THE REQUEST
Please show every line in the entries below that contains the string "tree", and treat uppercase and lowercase as different.

INFORMATION SHOWN
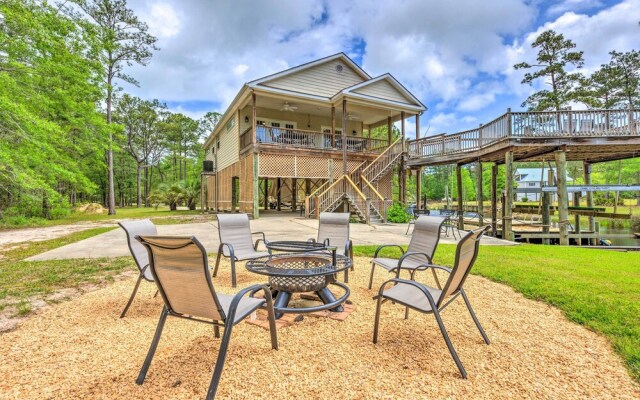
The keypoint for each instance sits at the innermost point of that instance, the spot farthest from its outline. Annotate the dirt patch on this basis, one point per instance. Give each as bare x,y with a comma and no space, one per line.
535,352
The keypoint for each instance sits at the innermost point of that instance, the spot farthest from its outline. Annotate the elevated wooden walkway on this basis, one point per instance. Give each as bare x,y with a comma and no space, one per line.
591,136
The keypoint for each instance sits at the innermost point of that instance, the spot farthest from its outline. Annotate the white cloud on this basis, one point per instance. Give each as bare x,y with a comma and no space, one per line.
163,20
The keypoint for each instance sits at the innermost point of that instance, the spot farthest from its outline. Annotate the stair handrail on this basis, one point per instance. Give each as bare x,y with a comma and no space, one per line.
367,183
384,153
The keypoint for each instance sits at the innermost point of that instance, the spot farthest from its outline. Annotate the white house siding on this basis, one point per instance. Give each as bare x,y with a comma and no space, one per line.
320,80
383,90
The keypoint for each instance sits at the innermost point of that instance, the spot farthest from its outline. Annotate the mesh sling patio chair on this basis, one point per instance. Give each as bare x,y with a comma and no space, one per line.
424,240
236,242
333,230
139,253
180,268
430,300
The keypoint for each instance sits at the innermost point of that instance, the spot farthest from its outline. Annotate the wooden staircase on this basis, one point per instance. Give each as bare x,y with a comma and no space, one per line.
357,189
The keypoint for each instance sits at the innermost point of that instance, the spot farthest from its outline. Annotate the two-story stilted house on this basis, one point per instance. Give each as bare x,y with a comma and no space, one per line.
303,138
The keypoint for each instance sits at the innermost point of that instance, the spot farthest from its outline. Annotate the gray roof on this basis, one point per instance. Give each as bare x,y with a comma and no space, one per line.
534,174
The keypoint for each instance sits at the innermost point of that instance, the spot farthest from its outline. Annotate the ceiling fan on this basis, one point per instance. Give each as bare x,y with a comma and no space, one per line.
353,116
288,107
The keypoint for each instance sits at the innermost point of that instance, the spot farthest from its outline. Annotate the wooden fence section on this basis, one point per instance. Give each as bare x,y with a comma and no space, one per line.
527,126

* * *

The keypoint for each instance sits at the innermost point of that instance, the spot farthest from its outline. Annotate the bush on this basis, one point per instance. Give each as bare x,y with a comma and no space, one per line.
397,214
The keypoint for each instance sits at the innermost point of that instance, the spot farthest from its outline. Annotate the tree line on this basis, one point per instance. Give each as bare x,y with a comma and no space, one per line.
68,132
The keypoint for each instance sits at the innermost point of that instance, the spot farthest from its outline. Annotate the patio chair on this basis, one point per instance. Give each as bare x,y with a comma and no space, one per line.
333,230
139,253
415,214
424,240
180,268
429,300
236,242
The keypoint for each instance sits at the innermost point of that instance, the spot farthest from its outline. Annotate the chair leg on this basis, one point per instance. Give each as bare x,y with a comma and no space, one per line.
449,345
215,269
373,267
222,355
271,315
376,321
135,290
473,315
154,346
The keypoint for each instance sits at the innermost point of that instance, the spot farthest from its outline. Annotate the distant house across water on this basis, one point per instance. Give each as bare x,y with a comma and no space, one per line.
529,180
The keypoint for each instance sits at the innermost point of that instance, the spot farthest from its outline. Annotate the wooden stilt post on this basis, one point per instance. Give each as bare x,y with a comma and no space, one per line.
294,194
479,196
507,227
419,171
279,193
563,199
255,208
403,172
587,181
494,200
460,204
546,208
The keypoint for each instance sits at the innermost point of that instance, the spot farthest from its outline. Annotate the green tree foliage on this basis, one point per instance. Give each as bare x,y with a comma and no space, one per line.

EXERCISE SOLUTION
The keypoint for each instance sits at the innermost point of that instance, the spot farthest from its outline. Annotate the tree line on this basis, one point per instance. Give each as bare x,y with a comma and no space, one per line.
The keypoint for each instance sits at the innermost point of that instance, the spot farthest from its outline. Annotate the green tree foliage on this basis, one point per instance. Give each as bare x,y with a comma and no space, one per line.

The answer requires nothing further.